Consigna 1 – Repite sin cambios el pasaje del hilo sobre la Plaza de Armas de Bellavista que comienza en las palabras "El domador de" y termina después de "de Castañeda,quizás ????...".

Texto proporcionado –

▼▼▼

# Plaza de Armas de Bellavista - Callao



## Miraflorino (Nov 23, 2007)

La Plaza de Armas de Bellavista es bastante bonita y agradable...la hermosa Iglesia,el antiguo Cine Bellavista (clausurado),los colegios George Washington y en un rinconcito el Callao High School (América) y finalmente la Municipalidad,que no es un edificio muy agraciado pero que tampoco es horrible... y el resto son casas antiguas que están bien conservadas.. La Plaza es amplia e ideal para pasear.. pero...pero..... han cometido algunos "ligeros excesos" que al parecer no han disgustado del todo a los bellavisteños (aclaro que soy "bellavisteño" de nacimiento !!!)... acá podrán ver a lo que me refiero...
































El domador de leones parece "un stripper mostrando sus habilidades"... 
El león..pidiendo a gritos...perdón...a rugido limpio...que lo encierren en el Parque de las Leyendas !!!.. 
Y la piletita...infaltable... asesoramiento de Castañeda,quizás ????... 
Viendo la foto antigua que ha posteado Delfor en "Lima de Siempre",con la hermosa Glorieta...como que.... bueno... pareciera que los años... "si han pasado en vano" !!!!.... hno:hno:hno:... Y el Alcalde...bien gracias....viendo quizás "extasiado" al domador de leones desde su Despacho Municipal !!!!... sólo faltan los faroles plateados y los tachos de color verde limón para completar el panorama !!!!.... Dios nos libre !!!!.... :nuts::nuts::nuts:


----------



## tacall (Sep 10, 2007)

singular plaza.. bien mantenida


----------



## Cazafantasias (Nov 4, 2007)

*Plaza de Armas de Bellavista*

A mí sí me gusta la fuente de la plaza. No me parece huachafa, aunque la mano de pintura que le han dado no era necesaria. Me parece chévere su estilo greco-romano-criollo. Me extraña que una fuente tan llamativa como esa no haya estado presente en el foro con anterioridad. ¿Es segura la plaza? Quiero ir a fotografiar la fuente, pero temo volver a casa sin mi cámara.


----------



## Inkandrew9 (Jul 11, 2007)

Esa fuente central es tan ... "pintoresca" ... :hahano: ... la iglesia se lleva las palmas :yes: .

▲▲▲

Consigna 2 – Extrae de las filas de abajo cada línea que contenga la cadena "dress".

Los datos –
▼▼▼

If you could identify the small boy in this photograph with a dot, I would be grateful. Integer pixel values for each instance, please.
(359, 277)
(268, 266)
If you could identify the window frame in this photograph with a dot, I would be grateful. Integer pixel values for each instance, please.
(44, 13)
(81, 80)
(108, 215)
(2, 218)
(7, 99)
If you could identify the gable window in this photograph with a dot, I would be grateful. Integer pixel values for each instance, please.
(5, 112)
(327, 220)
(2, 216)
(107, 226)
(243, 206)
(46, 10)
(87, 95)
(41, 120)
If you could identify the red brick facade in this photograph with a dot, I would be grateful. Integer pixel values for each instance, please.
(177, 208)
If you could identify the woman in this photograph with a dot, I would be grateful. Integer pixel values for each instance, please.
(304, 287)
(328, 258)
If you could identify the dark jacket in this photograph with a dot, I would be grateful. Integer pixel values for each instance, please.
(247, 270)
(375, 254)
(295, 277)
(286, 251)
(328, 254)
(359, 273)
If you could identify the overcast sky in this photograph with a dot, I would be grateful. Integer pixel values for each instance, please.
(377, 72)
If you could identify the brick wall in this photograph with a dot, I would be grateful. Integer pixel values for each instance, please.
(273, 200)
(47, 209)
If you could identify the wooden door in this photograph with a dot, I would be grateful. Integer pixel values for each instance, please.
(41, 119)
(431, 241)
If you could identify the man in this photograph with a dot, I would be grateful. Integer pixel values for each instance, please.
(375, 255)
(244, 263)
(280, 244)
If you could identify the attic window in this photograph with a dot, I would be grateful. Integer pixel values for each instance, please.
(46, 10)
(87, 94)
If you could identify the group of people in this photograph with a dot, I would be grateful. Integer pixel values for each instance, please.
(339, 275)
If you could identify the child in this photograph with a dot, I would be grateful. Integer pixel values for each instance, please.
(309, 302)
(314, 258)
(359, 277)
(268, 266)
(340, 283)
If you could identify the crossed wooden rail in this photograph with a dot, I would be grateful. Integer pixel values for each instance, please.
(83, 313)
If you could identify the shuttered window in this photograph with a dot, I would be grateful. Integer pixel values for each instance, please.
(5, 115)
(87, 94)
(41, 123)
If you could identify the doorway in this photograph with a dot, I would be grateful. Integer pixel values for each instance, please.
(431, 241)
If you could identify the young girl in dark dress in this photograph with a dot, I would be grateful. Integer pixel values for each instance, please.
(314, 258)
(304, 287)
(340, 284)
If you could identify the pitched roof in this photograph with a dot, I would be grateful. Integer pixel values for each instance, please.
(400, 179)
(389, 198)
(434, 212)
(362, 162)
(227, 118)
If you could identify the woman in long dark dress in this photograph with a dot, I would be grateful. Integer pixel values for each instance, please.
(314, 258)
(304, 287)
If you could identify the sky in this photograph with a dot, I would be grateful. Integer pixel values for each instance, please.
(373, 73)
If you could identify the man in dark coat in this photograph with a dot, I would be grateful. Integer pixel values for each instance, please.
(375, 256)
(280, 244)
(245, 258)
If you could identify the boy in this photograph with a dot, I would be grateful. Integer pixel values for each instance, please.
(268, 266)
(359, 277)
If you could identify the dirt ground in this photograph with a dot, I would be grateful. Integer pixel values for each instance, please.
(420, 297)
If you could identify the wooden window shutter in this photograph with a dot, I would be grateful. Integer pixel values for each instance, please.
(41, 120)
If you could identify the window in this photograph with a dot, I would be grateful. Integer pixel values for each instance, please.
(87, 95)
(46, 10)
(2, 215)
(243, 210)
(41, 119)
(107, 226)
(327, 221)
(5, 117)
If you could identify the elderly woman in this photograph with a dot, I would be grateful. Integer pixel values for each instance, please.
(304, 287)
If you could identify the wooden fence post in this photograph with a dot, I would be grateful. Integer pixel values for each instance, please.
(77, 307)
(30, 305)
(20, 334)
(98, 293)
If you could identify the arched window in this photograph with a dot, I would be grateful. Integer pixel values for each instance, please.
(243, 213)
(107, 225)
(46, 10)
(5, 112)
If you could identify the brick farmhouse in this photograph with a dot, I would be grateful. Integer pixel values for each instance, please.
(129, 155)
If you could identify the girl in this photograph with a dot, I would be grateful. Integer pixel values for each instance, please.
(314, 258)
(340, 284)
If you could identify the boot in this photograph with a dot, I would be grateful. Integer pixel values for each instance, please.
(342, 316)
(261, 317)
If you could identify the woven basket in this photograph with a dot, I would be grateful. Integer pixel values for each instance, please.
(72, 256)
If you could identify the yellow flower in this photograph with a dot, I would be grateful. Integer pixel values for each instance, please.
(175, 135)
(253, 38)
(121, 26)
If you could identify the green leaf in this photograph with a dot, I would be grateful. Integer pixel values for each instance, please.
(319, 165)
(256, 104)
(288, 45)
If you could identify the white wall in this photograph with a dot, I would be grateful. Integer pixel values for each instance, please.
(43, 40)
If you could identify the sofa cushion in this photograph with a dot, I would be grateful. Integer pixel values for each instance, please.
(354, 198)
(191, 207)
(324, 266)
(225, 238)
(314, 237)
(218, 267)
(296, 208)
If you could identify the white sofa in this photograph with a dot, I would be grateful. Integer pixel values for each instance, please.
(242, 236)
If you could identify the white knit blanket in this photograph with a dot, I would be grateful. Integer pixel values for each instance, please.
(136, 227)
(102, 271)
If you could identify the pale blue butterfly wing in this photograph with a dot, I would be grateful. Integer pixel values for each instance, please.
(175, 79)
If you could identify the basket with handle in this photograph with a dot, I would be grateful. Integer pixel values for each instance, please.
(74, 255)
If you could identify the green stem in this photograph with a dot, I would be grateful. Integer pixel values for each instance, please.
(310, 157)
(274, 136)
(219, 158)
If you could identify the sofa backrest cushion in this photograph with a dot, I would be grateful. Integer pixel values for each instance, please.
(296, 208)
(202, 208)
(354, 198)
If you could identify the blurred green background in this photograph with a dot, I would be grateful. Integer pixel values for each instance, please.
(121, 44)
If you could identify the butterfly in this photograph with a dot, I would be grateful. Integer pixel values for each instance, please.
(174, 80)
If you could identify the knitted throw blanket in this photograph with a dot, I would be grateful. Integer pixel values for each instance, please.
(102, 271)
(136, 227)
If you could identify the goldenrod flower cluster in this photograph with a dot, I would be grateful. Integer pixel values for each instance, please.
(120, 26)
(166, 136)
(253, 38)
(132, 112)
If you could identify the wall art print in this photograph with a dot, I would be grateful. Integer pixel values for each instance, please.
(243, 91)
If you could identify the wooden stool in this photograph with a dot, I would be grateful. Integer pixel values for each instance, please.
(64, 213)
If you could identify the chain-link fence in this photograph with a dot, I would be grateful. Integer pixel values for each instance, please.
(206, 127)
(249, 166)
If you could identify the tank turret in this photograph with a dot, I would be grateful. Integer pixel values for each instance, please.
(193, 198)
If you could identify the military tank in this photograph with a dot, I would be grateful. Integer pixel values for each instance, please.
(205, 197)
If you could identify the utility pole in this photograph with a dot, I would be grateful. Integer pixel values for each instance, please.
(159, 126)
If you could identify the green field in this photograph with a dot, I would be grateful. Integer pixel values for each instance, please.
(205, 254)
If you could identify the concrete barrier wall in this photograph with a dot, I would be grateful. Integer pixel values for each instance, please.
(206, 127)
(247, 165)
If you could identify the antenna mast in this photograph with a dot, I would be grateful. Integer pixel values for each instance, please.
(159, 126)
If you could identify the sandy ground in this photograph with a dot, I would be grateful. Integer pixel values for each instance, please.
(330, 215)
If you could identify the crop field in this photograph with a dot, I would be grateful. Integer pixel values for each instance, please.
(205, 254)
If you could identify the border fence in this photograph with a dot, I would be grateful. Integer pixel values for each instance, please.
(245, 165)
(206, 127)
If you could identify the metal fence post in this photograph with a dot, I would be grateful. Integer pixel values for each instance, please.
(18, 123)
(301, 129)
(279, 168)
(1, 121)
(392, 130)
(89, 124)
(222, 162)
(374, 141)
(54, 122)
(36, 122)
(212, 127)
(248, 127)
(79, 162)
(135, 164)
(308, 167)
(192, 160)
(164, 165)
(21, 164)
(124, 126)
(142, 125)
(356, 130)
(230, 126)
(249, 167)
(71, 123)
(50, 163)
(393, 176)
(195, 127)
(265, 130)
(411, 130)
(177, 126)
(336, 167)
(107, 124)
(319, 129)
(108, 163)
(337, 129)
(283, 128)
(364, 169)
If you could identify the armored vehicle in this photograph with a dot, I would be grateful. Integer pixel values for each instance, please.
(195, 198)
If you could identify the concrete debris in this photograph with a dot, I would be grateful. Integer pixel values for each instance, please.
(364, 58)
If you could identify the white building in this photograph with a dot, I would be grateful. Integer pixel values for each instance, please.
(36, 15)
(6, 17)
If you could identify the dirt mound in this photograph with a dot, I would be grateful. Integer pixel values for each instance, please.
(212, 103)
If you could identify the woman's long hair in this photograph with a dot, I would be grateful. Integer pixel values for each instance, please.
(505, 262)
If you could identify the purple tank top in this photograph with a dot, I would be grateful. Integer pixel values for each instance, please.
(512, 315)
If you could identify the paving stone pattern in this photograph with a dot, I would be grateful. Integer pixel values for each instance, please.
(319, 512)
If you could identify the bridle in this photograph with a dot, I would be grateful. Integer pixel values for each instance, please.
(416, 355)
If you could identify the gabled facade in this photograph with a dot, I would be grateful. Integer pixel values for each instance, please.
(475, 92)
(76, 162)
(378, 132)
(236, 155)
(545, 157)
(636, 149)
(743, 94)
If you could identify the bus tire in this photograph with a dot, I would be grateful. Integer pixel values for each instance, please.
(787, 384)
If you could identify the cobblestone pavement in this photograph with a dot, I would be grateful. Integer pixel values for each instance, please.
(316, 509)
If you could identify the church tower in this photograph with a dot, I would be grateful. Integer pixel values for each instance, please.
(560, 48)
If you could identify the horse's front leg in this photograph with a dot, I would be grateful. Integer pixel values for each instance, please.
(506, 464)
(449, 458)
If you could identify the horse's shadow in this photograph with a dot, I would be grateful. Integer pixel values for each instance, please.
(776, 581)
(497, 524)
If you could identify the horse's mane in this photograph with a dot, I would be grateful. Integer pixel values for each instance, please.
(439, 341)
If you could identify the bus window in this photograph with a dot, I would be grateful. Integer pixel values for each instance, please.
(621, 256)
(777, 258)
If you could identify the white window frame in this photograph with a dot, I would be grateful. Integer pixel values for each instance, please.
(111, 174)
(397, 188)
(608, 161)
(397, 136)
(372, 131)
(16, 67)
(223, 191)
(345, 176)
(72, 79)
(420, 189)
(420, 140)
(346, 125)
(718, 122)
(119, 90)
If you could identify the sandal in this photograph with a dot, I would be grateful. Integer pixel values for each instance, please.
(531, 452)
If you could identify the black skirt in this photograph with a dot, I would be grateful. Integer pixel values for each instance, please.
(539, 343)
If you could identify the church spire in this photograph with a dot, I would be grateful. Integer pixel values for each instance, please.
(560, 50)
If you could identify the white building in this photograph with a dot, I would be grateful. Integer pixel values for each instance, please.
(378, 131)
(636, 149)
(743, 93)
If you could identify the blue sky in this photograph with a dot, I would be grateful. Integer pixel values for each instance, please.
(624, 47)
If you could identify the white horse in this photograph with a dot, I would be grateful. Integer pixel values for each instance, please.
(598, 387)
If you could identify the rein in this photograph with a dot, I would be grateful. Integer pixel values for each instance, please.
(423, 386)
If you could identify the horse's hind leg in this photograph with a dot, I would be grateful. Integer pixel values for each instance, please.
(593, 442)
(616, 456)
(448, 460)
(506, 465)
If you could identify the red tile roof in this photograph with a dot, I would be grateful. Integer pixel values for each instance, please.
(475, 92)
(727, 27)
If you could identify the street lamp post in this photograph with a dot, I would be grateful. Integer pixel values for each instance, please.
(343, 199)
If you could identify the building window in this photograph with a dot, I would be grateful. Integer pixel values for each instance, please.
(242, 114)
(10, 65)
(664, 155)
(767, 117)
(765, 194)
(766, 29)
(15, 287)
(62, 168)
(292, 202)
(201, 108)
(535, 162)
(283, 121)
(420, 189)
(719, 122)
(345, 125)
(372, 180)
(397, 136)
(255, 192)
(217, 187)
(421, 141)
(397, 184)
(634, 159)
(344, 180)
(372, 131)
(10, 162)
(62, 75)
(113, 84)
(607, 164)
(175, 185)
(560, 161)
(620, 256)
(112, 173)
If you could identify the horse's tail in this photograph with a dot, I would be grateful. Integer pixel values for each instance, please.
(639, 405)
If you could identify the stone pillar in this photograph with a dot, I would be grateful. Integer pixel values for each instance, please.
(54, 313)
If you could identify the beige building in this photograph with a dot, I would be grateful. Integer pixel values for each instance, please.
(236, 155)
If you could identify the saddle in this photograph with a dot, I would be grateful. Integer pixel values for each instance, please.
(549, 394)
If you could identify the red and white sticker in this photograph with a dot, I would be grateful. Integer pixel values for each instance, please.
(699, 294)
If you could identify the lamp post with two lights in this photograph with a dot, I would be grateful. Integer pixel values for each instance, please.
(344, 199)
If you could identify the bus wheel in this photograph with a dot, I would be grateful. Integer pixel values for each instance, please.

▲▲▲

Resultado final 1 –
El domador de leones parece "un stripper mostrando sus habilidades"... 
El león..pidiendo a gritos...perdón...a rugido limpio...que lo encierren en el Parque de las Leyendas !!!.. 
Y la piletita...infaltable... asesoramiento de Castañeda,quizás ????...

Resultado final 2 –
If you could identify the young girl in dark dress in this photograph with a dot, I would be grateful. Integer pixel values for each instance, please.
If you could identify the woman in long dark dress in this photograph with a dot, I would be grateful. Integer pixel values for each instance, please.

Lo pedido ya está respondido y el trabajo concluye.